Text excerpt:
| We,
of ALCOHOLICS ANONYMOUS, know one hundred men who
were once just as hopeless as Bill. All have recovered.
They have solved the drink problem.
We
are ordinary Americans. All sections of this country
and many of its occupations are represented, as
well as many political, economic, social and religious
backgrounds. We are people who normally would not
mix. But there exists among us a fellowship, a friendliness,
and an understanding which is indescribably wonderful.
We are like the passengers of a great liner the
moment after rescue from shipwreck, when camaraderie,
joyousness and democracy pervade the vessel from
steerage to Captain's table. Unlike the feelings
of the ship's passengers, however, our joy in escape
from disaster does not subside as we go our individual
ways. The feeling of having shared in a common peril
is one element in the powerful cement which binds
us. But that in itself would never have held us
together as we are now joined.
The
tremendous fact for every one of us that we have
discovered a common solution.~ We have a way out
on which we can absolutely agree, and upon which
we can join in brotherly and harmonious action.
This is the great news this book carries to those
who suffer alcoholism.
An
illness of this sort - and we have come to believe
it an illness - involves those about us in a way
no other human sickness can. If a person has cancer
all are sorry for him and no one is angry or hurt.
But not so with the alcoholic illness, for with
it there goes annihilation of all the things worth
while in life. It engulfs all whose lives touch
the sufferer's. It brings misunderstanding, fierce
resentment, financial insecurity, disgusted friends
and employers, warped lives of blameless children,
sad wives and parents - anyone can increase the
list.
This
volume will inform, instruct and comfort those who
are, or who may be affected. They are many.
Highly
competent psychiatrists who have dealt with us (often
fruitlessly, we are afraid) find it almost impossible
to persuade an alcoholic to discuss his situation
without reserve. Strangely enough, wives, parents
and intimate friends usually find us even more unapproachable
than do the psychiatrist and the doctor.
But
the ex-alcoholic who has found this solution, who
is properly armed with certain medical information,
can generally win the entire confidence of another
alcoholic in a few hours. Until such an understanding
is reached, little or nothing can be accomplished.

Data extract:
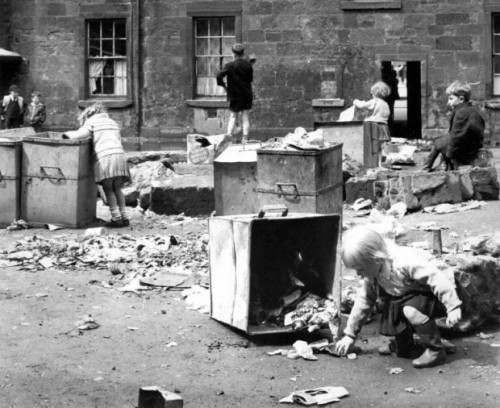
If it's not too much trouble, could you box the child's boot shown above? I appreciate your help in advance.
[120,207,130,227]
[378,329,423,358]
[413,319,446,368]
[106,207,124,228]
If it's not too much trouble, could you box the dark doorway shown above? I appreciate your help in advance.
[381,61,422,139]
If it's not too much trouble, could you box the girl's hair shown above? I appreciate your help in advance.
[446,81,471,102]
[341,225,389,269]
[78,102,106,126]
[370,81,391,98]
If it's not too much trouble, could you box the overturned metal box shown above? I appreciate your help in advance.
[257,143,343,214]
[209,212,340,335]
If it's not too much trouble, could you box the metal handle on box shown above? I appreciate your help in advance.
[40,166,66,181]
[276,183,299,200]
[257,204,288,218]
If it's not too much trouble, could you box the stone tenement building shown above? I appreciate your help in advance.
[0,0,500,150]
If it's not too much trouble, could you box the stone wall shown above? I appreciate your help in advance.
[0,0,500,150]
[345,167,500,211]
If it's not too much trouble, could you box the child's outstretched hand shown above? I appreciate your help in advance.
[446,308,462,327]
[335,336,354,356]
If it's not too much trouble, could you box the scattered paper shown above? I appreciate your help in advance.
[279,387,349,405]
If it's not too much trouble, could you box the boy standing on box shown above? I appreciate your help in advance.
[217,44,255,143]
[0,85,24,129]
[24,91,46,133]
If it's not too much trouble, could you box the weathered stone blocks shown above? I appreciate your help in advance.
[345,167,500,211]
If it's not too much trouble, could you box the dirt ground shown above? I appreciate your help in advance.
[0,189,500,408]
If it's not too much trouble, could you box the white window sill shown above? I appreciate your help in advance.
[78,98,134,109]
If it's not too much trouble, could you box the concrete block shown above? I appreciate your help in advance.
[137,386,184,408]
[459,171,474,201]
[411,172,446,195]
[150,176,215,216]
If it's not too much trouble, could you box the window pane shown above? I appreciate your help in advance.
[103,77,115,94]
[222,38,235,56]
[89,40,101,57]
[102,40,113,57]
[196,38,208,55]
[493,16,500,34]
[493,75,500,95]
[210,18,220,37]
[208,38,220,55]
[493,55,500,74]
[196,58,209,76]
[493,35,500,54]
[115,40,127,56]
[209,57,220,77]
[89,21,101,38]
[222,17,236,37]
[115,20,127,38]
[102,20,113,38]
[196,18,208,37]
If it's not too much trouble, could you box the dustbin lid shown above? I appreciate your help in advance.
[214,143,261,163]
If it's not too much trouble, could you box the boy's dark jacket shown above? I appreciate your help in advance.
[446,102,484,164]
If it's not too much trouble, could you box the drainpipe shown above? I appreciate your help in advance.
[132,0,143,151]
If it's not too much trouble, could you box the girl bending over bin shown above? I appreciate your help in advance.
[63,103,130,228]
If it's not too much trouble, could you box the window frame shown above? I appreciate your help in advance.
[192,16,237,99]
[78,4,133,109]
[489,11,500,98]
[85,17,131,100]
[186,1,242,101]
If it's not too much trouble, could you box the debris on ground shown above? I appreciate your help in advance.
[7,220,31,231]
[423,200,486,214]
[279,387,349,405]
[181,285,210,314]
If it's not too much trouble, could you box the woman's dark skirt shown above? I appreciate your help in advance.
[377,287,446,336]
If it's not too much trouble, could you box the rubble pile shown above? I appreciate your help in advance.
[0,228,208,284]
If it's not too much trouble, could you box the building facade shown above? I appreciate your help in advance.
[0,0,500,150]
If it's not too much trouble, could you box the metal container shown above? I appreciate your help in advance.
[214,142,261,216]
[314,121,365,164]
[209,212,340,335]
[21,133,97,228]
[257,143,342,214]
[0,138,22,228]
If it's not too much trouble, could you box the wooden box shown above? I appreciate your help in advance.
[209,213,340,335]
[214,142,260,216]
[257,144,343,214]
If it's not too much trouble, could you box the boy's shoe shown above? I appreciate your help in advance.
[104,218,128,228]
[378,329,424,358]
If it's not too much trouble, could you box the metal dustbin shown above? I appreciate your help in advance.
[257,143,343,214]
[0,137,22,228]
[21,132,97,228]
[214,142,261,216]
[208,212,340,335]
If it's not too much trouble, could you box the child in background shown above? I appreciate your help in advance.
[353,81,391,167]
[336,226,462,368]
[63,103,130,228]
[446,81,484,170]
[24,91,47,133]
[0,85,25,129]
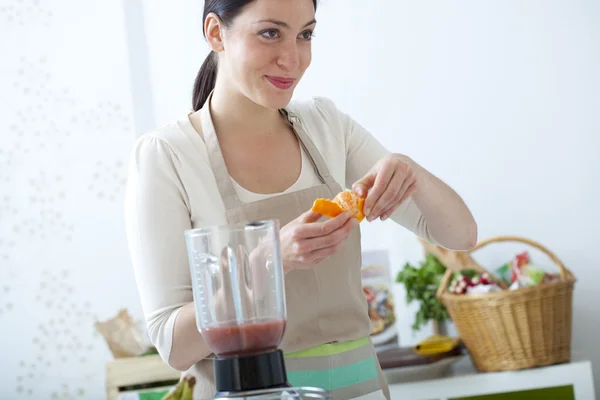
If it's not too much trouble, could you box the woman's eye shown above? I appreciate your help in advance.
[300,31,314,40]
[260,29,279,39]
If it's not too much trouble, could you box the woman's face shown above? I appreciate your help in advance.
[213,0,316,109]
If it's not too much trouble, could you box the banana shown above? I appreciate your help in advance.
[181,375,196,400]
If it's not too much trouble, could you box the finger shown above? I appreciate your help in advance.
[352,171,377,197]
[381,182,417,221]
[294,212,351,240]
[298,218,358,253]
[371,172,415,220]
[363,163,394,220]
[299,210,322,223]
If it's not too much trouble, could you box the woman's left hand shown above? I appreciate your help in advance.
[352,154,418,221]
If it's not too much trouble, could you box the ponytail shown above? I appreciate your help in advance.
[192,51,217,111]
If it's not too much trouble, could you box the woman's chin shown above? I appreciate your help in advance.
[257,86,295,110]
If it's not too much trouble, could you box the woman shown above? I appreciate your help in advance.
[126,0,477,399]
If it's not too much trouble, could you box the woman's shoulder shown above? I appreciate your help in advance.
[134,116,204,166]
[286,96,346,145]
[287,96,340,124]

Actions to take:
1. In the Alcoholics Anonymous text, how many men who were once as hopeless as Bill does the group say it knows?
2. Write out the part of the Alcoholics Anonymous text starting with "This is the" and going on through "angry or hurt.".

Expected outputs:
1. One hundred men.

2.
This is the great news this book carries to those
who suffer alcoholism.
An
illness of this sort - and we have come to believe
it an illness - involves those about us in a way
no other human sickness can. If a person has cancer
all are sorry for him and no one is angry or hurt.